Warren County’s mask mandate and the state’s restrictions on gathering sizes were both lifted Thursday.
Said County Executive Jimmy Haley, “Beginning Oct. 1, the countywide facemask mandate will be lifted, although our public school system requirements and those enacted by local businesses will remain in place until further notice.”
Haley’s announcement came after Gov. Bill Lee signed Executive Order No. 63. The order keeps Tennessee’s state of emergency in place, mainly as a mechanism to continue receiving federal funding, but it lifted any restrictions on gathering sizes beginning Oct. 1.
The Governor’s Office says Order No. 63 still urges “social distancing from those outside of your household, while eliminating caps on gathering size that have proven overly complex and arbitrary because they do not adequately account for critical considerations such as venue capacity and physical characteristics, type of activity involved, and location (indoors vs. outdoors), and thus undermine the more important focus of social distancing.”
Gov. Lee has never issued a statewide mask mandate, instead passing that responsibility to officials in each county.
Haley and the Warren County COVID Command Team issued a countywide facemask mandate Aug. 13 that required facemasks to be worn “for all residents and visitors in settings where close proximity to others is anticipated and especially where social distancing measures are difficult to maintain.”
In issuing Executive Order No. 63, Gov. Lee emphasized the coronavirus threat has not disappeared.
“COVID-19 is still a serious problem and I encourage every Tennessean to continue social distancing and doing their part to make wise choices and help mitigate the spread of the virus,” said Lee.
According to information released Wednesday by the state Department of Health, there have been 196,139 confirmed COVID cases in Tennessee with 2,454 deaths. That makes the death rate about 1.2%.
In Warren County, the state says there have been 1,085 confirmed cases and 7 deaths. Only 88 of those cases are still active.

**What is being asked:** What COVID-19 case, death, and rate figures does the Warren County mask mandate article give for Tennessee and for Warren County? The records that come next are separate material, unrelated to the Warren County mask mandate article.

**Study material:**

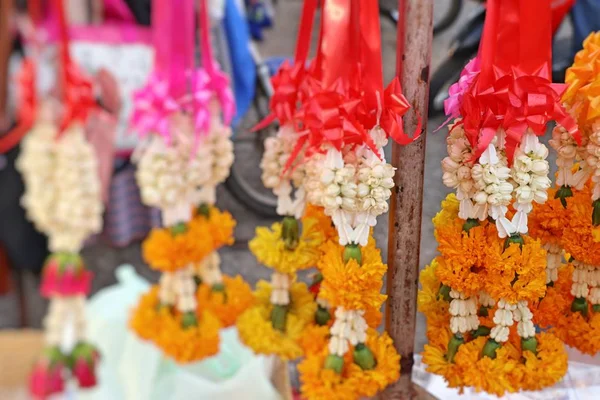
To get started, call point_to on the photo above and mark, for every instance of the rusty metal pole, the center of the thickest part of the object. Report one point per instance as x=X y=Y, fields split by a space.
x=415 y=31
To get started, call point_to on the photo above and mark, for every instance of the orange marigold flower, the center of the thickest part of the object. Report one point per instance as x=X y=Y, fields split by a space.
x=578 y=238
x=520 y=272
x=229 y=304
x=554 y=311
x=188 y=344
x=324 y=222
x=257 y=332
x=318 y=383
x=547 y=221
x=511 y=371
x=350 y=285
x=168 y=252
x=145 y=318
x=221 y=226
x=466 y=255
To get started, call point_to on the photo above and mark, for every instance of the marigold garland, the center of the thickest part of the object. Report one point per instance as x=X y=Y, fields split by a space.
x=257 y=332
x=571 y=327
x=318 y=383
x=520 y=274
x=513 y=273
x=507 y=373
x=188 y=344
x=579 y=237
x=547 y=221
x=228 y=304
x=350 y=285
x=325 y=225
x=168 y=252
x=145 y=318
x=221 y=225
x=269 y=248
x=161 y=325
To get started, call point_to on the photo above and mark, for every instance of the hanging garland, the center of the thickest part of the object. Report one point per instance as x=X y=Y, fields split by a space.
x=188 y=152
x=62 y=198
x=480 y=295
x=326 y=164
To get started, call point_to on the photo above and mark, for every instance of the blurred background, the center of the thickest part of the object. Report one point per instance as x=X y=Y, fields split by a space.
x=110 y=39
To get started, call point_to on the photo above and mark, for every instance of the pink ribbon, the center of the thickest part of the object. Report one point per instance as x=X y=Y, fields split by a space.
x=152 y=107
x=457 y=90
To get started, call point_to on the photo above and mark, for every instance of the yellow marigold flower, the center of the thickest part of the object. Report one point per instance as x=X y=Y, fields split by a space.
x=554 y=311
x=257 y=332
x=318 y=383
x=511 y=371
x=325 y=225
x=269 y=249
x=145 y=319
x=466 y=255
x=547 y=221
x=350 y=285
x=519 y=274
x=435 y=359
x=188 y=344
x=168 y=252
x=221 y=225
x=448 y=214
x=227 y=305
x=314 y=338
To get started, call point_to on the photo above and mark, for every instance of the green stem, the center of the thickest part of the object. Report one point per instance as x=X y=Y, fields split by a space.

**Result of this exercise:**
Tennessee:
- 196,139 confirmed cases
- 2,454 deaths
- a death rate of about 1.2%

Warren County:
- 1,085 confirmed cases
- 7 deaths
- 88 cases still active